BRIEF -> Every line with "patio" in it must be copied from the data.
━━━━━━━━━━━━━━━━━━━━
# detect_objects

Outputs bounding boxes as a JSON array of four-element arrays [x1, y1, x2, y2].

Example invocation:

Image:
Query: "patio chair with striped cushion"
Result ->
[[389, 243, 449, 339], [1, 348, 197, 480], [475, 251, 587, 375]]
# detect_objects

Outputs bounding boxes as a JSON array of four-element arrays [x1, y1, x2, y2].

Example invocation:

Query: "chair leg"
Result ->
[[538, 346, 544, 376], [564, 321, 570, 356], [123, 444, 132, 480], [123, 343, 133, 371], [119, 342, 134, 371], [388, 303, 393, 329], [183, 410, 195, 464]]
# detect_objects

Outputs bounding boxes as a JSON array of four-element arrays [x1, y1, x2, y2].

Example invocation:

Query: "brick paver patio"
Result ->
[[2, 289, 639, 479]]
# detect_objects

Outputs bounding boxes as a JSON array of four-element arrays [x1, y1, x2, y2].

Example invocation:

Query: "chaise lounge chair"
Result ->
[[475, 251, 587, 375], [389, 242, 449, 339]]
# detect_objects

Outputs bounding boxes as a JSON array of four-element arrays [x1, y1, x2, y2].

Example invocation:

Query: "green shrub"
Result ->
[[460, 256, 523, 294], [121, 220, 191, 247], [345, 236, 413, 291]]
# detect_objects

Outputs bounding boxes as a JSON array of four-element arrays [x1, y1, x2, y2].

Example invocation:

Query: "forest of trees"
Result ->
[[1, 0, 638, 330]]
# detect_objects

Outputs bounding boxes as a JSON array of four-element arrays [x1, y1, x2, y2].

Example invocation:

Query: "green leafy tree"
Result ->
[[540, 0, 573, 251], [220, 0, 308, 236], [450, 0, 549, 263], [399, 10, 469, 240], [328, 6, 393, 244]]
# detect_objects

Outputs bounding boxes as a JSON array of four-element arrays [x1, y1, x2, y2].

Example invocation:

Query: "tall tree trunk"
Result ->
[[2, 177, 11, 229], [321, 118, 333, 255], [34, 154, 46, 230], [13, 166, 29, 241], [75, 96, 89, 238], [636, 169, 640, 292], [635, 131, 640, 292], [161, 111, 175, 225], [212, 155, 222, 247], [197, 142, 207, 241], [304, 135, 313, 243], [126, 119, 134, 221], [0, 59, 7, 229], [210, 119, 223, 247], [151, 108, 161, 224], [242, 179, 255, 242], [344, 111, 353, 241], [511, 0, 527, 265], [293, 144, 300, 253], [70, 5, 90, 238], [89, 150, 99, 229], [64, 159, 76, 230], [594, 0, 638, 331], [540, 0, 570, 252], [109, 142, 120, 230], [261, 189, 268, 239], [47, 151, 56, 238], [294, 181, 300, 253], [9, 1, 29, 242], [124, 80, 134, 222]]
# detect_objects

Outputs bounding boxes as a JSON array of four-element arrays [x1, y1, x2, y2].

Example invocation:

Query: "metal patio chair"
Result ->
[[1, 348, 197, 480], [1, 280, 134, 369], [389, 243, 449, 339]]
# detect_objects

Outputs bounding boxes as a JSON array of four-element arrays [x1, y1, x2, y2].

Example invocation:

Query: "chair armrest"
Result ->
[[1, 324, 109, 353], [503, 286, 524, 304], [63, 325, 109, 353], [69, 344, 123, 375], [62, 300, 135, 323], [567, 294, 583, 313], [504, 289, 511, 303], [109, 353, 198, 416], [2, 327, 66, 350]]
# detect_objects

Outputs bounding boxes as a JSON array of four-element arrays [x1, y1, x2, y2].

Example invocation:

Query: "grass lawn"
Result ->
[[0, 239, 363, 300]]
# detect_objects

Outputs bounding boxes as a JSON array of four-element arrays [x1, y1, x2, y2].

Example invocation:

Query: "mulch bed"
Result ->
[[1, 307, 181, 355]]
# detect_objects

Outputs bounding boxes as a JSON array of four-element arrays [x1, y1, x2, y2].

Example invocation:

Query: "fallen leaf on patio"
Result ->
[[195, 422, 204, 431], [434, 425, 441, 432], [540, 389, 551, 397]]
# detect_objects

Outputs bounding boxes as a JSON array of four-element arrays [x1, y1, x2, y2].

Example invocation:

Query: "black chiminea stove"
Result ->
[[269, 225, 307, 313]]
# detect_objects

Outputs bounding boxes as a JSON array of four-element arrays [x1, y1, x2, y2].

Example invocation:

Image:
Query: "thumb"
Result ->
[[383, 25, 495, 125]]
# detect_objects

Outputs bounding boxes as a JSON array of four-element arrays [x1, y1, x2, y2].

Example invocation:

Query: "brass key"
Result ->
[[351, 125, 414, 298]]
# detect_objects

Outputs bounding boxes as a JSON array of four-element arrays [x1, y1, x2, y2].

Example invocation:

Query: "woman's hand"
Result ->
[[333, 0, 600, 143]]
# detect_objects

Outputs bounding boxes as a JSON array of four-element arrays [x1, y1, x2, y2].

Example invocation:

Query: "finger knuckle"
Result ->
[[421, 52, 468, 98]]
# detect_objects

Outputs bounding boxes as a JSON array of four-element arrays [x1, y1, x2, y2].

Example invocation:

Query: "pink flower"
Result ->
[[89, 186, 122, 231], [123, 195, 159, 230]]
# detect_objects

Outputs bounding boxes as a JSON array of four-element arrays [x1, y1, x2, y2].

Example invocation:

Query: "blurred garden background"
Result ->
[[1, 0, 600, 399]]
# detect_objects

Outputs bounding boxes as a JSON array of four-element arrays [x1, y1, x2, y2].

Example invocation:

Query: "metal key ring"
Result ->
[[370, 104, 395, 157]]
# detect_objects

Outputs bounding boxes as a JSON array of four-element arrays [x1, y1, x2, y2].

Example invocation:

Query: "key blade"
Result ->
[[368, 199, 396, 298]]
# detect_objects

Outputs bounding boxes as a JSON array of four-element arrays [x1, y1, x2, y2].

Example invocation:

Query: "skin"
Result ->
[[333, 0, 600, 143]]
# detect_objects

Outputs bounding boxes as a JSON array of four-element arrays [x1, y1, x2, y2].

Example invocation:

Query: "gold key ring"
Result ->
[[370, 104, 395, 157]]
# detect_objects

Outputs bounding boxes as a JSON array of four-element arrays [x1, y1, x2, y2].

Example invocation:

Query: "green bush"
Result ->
━━━━━━━━━━━━━━━━━━━━
SOLVED PROBLEM ->
Query: "patio chair with striped cushion"
Query: "brick paver patio"
Query: "metal patio chair"
Query: "fallen leaf on patio"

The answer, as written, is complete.